A block of data:
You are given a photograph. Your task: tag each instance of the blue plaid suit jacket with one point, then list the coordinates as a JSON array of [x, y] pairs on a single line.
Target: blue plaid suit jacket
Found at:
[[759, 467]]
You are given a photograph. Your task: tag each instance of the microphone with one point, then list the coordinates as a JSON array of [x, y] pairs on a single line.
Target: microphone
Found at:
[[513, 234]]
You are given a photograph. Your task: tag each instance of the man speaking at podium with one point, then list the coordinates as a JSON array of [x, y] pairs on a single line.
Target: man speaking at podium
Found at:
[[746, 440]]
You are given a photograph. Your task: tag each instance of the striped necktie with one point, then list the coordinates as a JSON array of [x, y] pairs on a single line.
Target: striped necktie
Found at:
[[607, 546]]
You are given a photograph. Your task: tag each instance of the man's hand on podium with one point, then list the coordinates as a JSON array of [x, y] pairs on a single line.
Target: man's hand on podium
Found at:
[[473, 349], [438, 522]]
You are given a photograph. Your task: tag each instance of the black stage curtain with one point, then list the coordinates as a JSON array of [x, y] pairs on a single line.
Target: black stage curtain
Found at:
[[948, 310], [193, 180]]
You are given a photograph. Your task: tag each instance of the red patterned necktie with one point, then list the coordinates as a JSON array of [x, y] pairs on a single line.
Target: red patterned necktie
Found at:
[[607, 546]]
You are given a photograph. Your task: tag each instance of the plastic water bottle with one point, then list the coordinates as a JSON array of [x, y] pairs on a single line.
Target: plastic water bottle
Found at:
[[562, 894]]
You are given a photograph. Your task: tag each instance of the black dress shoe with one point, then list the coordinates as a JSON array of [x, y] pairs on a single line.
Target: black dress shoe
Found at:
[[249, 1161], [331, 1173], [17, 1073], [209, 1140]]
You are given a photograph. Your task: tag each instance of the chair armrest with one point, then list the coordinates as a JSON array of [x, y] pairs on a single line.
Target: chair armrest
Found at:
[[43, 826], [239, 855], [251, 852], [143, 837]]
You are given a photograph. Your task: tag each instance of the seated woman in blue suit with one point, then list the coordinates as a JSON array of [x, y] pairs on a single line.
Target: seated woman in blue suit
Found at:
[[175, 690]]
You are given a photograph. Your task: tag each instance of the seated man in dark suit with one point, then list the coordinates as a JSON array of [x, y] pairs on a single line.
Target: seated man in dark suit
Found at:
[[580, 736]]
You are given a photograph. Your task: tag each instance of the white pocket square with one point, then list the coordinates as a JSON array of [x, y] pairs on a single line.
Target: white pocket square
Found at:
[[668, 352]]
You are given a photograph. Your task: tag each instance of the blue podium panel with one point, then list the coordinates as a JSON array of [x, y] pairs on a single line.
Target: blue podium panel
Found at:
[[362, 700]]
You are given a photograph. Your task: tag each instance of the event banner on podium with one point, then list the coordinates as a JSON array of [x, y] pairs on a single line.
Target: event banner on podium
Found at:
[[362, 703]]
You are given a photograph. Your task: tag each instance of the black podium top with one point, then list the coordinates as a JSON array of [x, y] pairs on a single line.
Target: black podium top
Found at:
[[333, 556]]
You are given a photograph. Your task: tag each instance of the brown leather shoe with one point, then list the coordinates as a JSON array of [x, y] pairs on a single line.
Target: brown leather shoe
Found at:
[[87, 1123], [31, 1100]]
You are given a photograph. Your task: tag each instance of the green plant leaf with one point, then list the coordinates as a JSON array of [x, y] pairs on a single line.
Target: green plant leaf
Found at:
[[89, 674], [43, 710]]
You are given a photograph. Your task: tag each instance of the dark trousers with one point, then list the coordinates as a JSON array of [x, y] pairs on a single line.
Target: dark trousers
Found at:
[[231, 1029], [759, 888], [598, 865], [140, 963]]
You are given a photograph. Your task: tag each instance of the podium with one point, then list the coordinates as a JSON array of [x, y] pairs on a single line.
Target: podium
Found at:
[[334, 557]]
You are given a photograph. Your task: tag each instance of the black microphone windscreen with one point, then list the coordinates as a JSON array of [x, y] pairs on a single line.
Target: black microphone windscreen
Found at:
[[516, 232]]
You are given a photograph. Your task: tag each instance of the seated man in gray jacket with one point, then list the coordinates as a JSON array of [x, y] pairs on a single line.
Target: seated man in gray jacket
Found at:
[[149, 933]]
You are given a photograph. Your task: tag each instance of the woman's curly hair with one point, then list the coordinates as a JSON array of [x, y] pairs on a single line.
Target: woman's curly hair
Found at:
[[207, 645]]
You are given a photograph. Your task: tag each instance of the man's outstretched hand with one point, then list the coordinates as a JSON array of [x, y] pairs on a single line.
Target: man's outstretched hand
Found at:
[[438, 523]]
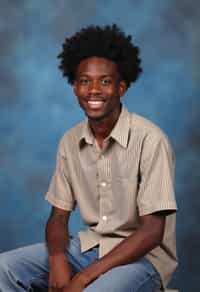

**What this task involves**
Report every line of the listing that contains the string "striped", matching case exactly.

**Written reply**
You are given a photograph. Your task: tag each instance of the striped necktie with one point, then list the coordinates as a JSON array of [x, y] pairs on a single line.
Target: striped necktie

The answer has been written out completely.